PROMPT 1: Repeat the passage on the nationality question in Russian politics word for word, from its first sentence to its last.
··· SELECTED TEXT ···
And that electorate is deeply “divided,” Ikhlov continues. “On the one hand, it wants to preserve a multi-national power or even return, at least in part to the USSR; and on the other, it wants that its people be the topmost (in the entire country or in a ‘titular’ republic) without particular reflects on how to convince the rest to put up with this.”
Indeed, he says, the only political forces that “allow themselves to show consistency” on the nationality question are “the outsiders.” And only those on the extreme nationalist right are prepared to lay out their views on the nature of the Russia they would like to create if they came to power.
Some of them would like to establish a unitary state “with ethnic Bantustans (primarily for Muslims), while other Russian nationalists of this trend would like to exclude “from the future Russian state non-Russian territories with the obligatory Russification of those who want to remain.”
These nationalists understand that “only a national catastrophe – the collapse of the Russian Federation of chaos after the fall of a regime of a fascist type could bring them to power.” Russian nationalists on the left, he says, “prefer only the Stalinist variant of the solution of the national question.”
“Left internationalists” and “liberal internationalists,” Ikhlov continues, are an ever smaller group. “And the more they display a principled position, the less will be their chances in elections.” That is because their support for equal rights can be portrayed by their opponents as support for despised minorities such as Muslims.
···
PROMPT 2: Transcribe the part of the records that opens with the line containing "Q: For each instance of the open" and closes with the last line of the records, including both of those lines and nothing else.
··· PROVIDED DATA ···
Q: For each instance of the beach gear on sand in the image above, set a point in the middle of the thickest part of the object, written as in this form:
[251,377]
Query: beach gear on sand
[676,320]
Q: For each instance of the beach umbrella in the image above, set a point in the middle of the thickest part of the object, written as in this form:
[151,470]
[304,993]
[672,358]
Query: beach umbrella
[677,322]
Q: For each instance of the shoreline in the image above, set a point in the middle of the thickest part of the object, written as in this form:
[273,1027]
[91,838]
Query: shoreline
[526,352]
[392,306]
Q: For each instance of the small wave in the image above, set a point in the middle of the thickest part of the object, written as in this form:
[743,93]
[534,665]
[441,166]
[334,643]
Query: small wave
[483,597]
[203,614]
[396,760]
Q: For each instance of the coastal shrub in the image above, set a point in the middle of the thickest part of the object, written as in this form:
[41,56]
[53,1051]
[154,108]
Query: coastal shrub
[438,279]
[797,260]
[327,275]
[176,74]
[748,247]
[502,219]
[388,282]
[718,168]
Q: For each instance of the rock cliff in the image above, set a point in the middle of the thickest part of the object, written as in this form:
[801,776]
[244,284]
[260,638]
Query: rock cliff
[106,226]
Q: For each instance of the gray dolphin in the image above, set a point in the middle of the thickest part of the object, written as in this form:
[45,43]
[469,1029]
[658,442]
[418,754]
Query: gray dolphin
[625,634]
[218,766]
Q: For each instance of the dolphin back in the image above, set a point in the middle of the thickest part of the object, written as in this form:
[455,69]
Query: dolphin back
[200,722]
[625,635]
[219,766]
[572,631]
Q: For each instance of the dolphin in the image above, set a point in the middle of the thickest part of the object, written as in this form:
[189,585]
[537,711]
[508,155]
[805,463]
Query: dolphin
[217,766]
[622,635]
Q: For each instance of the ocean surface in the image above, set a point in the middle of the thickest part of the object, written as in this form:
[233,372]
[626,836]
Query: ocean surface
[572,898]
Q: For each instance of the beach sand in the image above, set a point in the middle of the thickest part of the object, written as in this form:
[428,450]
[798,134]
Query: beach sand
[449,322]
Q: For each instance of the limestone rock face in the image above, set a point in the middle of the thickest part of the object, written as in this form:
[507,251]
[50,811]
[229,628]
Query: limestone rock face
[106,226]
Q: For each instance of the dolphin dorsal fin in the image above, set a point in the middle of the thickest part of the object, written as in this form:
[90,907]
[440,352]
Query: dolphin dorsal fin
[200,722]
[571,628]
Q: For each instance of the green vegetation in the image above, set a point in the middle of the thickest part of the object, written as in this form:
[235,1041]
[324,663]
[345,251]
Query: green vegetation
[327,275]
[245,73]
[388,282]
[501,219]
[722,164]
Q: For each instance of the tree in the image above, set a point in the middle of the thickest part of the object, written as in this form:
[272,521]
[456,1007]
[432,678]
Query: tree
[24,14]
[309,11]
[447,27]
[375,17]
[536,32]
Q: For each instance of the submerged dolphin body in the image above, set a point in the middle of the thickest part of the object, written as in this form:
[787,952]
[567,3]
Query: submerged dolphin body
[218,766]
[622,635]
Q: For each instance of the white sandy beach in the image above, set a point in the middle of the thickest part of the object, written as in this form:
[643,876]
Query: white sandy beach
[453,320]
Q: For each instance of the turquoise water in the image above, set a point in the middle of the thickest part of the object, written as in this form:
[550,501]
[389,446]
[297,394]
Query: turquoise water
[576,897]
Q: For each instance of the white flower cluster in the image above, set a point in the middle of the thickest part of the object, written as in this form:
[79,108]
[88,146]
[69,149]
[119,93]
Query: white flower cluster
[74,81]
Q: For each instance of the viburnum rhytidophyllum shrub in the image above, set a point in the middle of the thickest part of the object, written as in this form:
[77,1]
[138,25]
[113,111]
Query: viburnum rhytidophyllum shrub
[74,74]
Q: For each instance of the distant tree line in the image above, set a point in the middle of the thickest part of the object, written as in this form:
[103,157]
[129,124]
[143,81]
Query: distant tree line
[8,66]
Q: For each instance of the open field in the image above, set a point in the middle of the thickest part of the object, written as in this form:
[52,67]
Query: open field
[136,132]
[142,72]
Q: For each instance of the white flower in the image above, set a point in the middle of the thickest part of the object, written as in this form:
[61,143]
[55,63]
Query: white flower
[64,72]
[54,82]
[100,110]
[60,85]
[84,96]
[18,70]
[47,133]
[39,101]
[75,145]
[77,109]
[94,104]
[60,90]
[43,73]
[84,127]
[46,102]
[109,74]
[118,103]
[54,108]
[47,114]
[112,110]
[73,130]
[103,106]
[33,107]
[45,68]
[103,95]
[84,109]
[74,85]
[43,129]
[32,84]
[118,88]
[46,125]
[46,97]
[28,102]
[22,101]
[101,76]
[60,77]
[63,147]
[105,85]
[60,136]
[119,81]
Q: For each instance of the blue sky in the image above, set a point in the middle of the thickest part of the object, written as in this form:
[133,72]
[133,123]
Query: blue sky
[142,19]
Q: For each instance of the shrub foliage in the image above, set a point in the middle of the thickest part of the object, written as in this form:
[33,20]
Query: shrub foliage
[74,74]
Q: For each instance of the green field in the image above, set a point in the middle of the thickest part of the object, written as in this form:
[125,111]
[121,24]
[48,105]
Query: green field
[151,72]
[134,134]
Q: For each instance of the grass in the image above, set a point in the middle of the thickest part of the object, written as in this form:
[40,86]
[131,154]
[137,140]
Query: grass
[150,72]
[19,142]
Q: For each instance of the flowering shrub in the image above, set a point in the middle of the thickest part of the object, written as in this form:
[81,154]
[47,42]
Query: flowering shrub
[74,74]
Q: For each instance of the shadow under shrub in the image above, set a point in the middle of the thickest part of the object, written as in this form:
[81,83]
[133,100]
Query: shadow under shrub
···
FINAL ANSWER 1:
And that electorate is deeply “divided,” Ikhlov continues. “On the one hand, it wants to preserve a multi-national power or even return, at least in part to the USSR; and on the other, it wants that its people be the topmost (in the entire country or in a ‘titular’ republic) without particular reflects on how to convince the rest to put up with this.”
Indeed, he says, the only political forces that “allow themselves to show consistency” on the nationality question are “the outsiders.” And only those on the extreme nationalist right are prepared to lay out their views on the nature of the Russia they would like to create if they came to power.
Some of them would like to establish a unitary state “with ethnic Bantustans (primarily for Muslims), while other Russian nationalists of this trend would like to exclude “from the future Russian state non-Russian territories with the obligatory Russification of those who want to remain.”
These nationalists understand that “only a national catastrophe – the collapse of the Russian Federation of chaos after the fall of a regime of a fascist type could bring them to power.” Russian nationalists on the left, he says, “prefer only the Stalinist variant of the solution of the national question.”
“Left internationalists” and “liberal internationalists,” Ikhlov continues, are an ever smaller group. “And the more they display a principled position, the less will be their chances in elections.” That is because their support for equal rights can be portrayed by their opponents as support for despised minorities such as Muslims.

FINAL ANSWER 2:
Q: For each instance of the open field in the image above, set a point in the middle of the thickest part of the object, written as in this form:
[52,67]
Query: open field
[136,132]
[142,72]
Q: For each instance of the white flower in the image above, set a point in the middle of the thickest part of the object, written as in this form:
[61,143]
[55,63]
Query: white flower
[64,72]
[54,82]
[100,110]
[60,85]
[84,96]
[18,70]
[47,133]
[39,101]
[75,145]
[77,109]
[94,104]
[60,90]
[43,73]
[84,127]
[46,102]
[109,74]
[118,103]
[54,108]
[47,114]
[112,110]
[73,130]
[103,106]
[33,107]
[45,68]
[103,95]
[84,109]
[74,85]
[43,129]
[32,84]
[118,88]
[46,125]
[46,97]
[28,102]
[22,101]
[101,76]
[60,77]
[63,147]
[105,85]
[60,136]
[119,81]
Q: For each instance of the blue sky in the image above, set a point in the middle of the thickest part of the object, written as in this form:
[133,72]
[133,123]
Query: blue sky
[142,19]
Q: For each instance of the shrub foliage in the image above, set a point in the middle of the thickest part of the object, written as in this form:
[33,20]
Query: shrub foliage
[74,74]
Q: For each instance of the green field in the image above, set a point in the middle of the thickest part of the object, written as in this form:
[125,111]
[121,24]
[48,105]
Query: green field
[151,72]
[134,134]
Q: For each instance of the grass in the image above, set a point in the middle of the thickest part of the object, written as in this form:
[40,86]
[131,154]
[137,140]
Query: grass
[150,72]
[19,142]
Q: For each instance of the flowering shrub in the image above, set a point in the middle of the thickest part of the object, written as in this form:
[81,154]
[47,42]
Query: flowering shrub
[74,74]
Q: For each instance of the shadow under shrub in the image above, set a point in the middle of the thickest part of the object, written as in this form:
[81,83]
[133,100]
Query: shadow under shrub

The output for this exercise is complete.